(Dataset rows showing where objects appear)
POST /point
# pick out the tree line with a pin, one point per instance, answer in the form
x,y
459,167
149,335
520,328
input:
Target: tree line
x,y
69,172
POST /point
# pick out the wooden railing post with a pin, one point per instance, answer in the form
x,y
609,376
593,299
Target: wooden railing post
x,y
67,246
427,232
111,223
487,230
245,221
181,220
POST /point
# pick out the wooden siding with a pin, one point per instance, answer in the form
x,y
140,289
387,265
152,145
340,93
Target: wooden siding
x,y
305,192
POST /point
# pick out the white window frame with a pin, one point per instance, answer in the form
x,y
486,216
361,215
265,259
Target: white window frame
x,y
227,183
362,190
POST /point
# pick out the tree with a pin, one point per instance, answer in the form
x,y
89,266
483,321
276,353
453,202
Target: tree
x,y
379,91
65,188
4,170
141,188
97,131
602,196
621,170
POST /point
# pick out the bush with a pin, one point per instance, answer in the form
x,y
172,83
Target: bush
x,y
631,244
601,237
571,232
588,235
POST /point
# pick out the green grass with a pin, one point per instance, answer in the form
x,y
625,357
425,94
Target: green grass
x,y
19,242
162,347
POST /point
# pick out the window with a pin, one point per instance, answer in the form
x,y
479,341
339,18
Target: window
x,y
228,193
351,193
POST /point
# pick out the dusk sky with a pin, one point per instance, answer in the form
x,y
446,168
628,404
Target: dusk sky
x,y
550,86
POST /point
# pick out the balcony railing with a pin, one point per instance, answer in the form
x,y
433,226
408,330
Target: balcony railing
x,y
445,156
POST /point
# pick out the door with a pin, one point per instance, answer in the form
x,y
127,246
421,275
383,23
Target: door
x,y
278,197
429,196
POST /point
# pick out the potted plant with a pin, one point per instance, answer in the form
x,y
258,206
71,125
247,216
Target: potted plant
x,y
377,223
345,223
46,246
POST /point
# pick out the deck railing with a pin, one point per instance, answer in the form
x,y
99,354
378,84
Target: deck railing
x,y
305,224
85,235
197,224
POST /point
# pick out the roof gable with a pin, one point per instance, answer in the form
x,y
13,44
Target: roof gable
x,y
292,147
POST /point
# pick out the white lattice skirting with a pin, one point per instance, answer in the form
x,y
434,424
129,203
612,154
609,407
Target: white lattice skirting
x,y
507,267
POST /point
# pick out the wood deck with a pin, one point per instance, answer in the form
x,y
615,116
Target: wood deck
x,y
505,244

== Exercise instructions ==
Pick out each line of the data above that contains the word "potted" with matching case, and copy those lines out.

== Full output ==
# pick out the potted plant with a pin, one point per instance, answer in the form
Target: potted plant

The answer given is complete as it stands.